Free-text object descriptions:
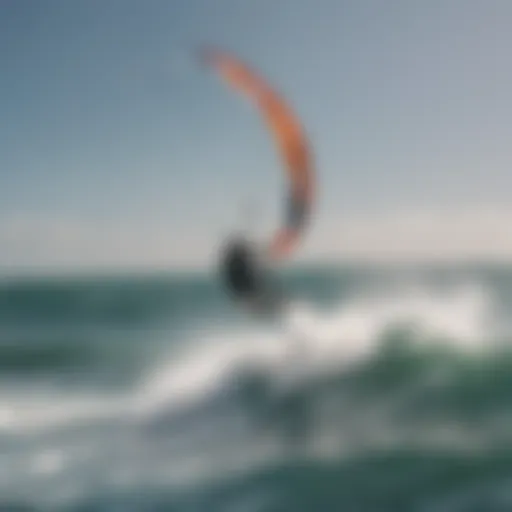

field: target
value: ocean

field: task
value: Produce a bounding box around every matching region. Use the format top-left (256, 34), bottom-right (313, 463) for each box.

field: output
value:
top-left (1, 263), bottom-right (512, 511)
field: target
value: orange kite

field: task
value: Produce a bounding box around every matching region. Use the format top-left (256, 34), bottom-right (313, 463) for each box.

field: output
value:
top-left (200, 47), bottom-right (315, 261)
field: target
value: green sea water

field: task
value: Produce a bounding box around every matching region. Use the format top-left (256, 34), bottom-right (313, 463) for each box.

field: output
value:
top-left (0, 263), bottom-right (511, 511)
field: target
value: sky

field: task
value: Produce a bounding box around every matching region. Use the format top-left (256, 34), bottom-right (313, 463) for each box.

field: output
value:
top-left (2, 0), bottom-right (512, 272)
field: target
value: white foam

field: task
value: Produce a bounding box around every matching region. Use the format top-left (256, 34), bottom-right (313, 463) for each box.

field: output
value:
top-left (135, 280), bottom-right (496, 419)
top-left (30, 449), bottom-right (66, 476)
top-left (0, 392), bottom-right (131, 433)
top-left (134, 327), bottom-right (288, 416)
top-left (0, 280), bottom-right (496, 434)
top-left (283, 281), bottom-right (493, 364)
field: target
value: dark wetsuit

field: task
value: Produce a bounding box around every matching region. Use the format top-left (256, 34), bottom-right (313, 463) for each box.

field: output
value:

» Required action
Word for word, give the data above again, without any images.

» Written reply
field: target
value: ocean

field: task
value: Produce a bounding box around every matching region. Use the format top-left (256, 34), bottom-right (313, 463) for each box.

field: output
value:
top-left (1, 263), bottom-right (512, 511)
field: target
value: orange kite

field: task
value: Produce a bounding box around every matching region. Use the format top-left (256, 34), bottom-right (313, 463) for each box.

field: output
value:
top-left (200, 47), bottom-right (315, 261)
field: target
value: green sea water

field: task
value: Produce a bounding box around every matching region. Use the format top-left (256, 34), bottom-right (313, 463) for each box.

field: output
value:
top-left (0, 263), bottom-right (511, 511)
field: target
value: sky

field: task
value: Produce a bounding box around every matching region. Use the format top-left (256, 34), bottom-right (313, 463) for each box.

field: output
value:
top-left (2, 0), bottom-right (512, 272)
field: target
value: white foam

field: task
value: Produce a bounding box around every matching region. Use the format top-left (256, 34), bottom-right (313, 463) for each box.

field: output
value:
top-left (135, 280), bottom-right (496, 419)
top-left (30, 449), bottom-right (66, 476)
top-left (0, 392), bottom-right (131, 433)
top-left (134, 327), bottom-right (288, 416)
top-left (0, 280), bottom-right (496, 434)
top-left (283, 281), bottom-right (493, 364)
field: target
value: dark wetsuit

field: task
value: Produce a bounding box around every matching region. Use the format top-left (256, 34), bottom-right (313, 463) for each box.

field: output
value:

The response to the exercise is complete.